** START OF DATA FOR THIS EXERCISE **

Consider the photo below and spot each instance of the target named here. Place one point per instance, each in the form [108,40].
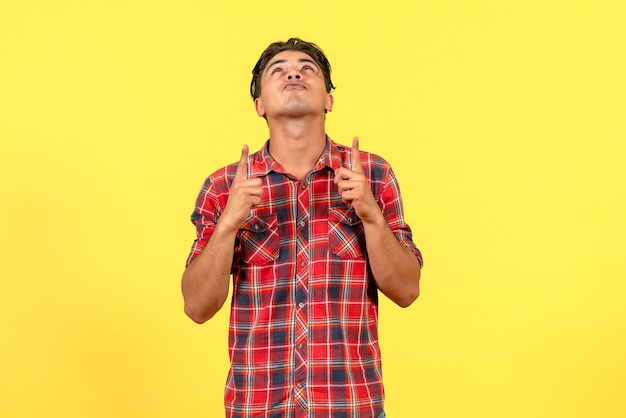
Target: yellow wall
[505,122]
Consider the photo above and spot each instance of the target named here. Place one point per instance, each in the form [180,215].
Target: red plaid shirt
[303,335]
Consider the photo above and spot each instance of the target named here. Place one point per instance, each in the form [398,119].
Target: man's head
[293,44]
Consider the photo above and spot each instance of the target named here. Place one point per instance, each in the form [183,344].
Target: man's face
[292,85]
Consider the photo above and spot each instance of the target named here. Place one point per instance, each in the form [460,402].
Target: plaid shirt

** END OF DATA FOR THIS EXERCISE **

◆ WHAT TO WORK ON
Can you change every "spot" in the listing to "locate", leave everything else as it is, and omit the pictures from your answer?

◆ TASK RESULT
Consider the photo below and locate each instance of the target named here. Place one point per instance, each in the form [108,40].
Target: yellow wall
[505,122]
Consider the photo above and locate each instance of the target named here. Place one point per instance, each in the form [180,215].
Target: red plaid shirt
[303,335]
Consider the photo above and locate each instance of the target named here. Place one point per instance, each in the form [398,119].
Target: man's head
[293,44]
Consider the photo above and locate each instance of the target named here. Place one point per instance, each in the form [183,344].
Target: man's face
[292,85]
Consider the photo above and locate each instance of the target named here. Place one point per instance, each in the form [460,402].
Target: plaid shirt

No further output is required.